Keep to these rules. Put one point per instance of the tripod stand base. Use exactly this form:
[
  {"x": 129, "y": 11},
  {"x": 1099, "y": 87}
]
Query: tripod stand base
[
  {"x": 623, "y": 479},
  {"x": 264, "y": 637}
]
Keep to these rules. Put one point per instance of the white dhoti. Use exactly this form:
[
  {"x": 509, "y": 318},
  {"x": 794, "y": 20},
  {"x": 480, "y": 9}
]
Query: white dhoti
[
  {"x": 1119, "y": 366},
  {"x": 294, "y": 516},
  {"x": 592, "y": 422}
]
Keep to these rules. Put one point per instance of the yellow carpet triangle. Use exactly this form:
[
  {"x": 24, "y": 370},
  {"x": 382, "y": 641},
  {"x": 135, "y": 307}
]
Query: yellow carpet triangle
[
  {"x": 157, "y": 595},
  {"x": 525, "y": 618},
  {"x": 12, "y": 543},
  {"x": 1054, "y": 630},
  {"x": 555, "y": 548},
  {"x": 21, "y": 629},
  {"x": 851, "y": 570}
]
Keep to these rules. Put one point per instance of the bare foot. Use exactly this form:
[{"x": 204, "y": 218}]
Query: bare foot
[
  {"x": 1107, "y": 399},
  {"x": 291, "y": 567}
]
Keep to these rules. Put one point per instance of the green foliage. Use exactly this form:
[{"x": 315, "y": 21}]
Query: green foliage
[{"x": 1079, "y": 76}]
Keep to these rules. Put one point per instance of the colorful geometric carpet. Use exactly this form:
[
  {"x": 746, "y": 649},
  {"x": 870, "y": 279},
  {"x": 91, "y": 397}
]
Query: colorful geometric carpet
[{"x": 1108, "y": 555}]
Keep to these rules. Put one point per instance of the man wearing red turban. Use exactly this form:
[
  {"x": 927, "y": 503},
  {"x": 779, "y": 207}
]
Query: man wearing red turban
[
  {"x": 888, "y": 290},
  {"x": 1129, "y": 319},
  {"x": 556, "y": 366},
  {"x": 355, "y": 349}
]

**Your objective**
Your answer must contain every line of the records, exactly.

**Response below**
Keep to these rules. Put one point per instance of the tripod stand base. Use exactly this form:
[
  {"x": 129, "y": 11},
  {"x": 1099, "y": 87}
]
Query: tripod stand base
[
  {"x": 623, "y": 479},
  {"x": 264, "y": 637}
]
Keep to these rules. Put one point per instance of the white dhoti. Use exactly this form:
[
  {"x": 509, "y": 318},
  {"x": 794, "y": 20},
  {"x": 480, "y": 9}
]
Query: white dhoti
[
  {"x": 1119, "y": 366},
  {"x": 294, "y": 516},
  {"x": 592, "y": 422}
]
Keep to these rules. Put one point per instance of the yellow carpet triangle. Use exactly this form:
[
  {"x": 24, "y": 370},
  {"x": 382, "y": 641},
  {"x": 135, "y": 307}
]
Query: yellow carpet triangle
[
  {"x": 157, "y": 595},
  {"x": 525, "y": 618},
  {"x": 12, "y": 543},
  {"x": 1054, "y": 630},
  {"x": 555, "y": 548},
  {"x": 21, "y": 629},
  {"x": 851, "y": 570}
]
Keep to these rules. Put one point per instance of the bare foot. Use exactly this form:
[{"x": 204, "y": 218}]
Query: bare foot
[
  {"x": 1107, "y": 399},
  {"x": 291, "y": 567}
]
Keep to these rules. Put one point per instance of the green foliage. Use exactly this form:
[{"x": 315, "y": 21}]
Query: green foliage
[{"x": 1079, "y": 76}]
Keep to these rules. Put one point per instance of the colorful geometric carpet. Use exactly this form:
[
  {"x": 746, "y": 649},
  {"x": 870, "y": 279},
  {"x": 91, "y": 397}
]
Query: colorful geometric carpet
[{"x": 1108, "y": 555}]
Keep to these rules. Put one point per instance of the man wearing red turban. Use exactly this form:
[
  {"x": 927, "y": 503},
  {"x": 779, "y": 207}
]
Query: man wearing red turban
[
  {"x": 888, "y": 290},
  {"x": 1129, "y": 319},
  {"x": 556, "y": 366},
  {"x": 355, "y": 349}
]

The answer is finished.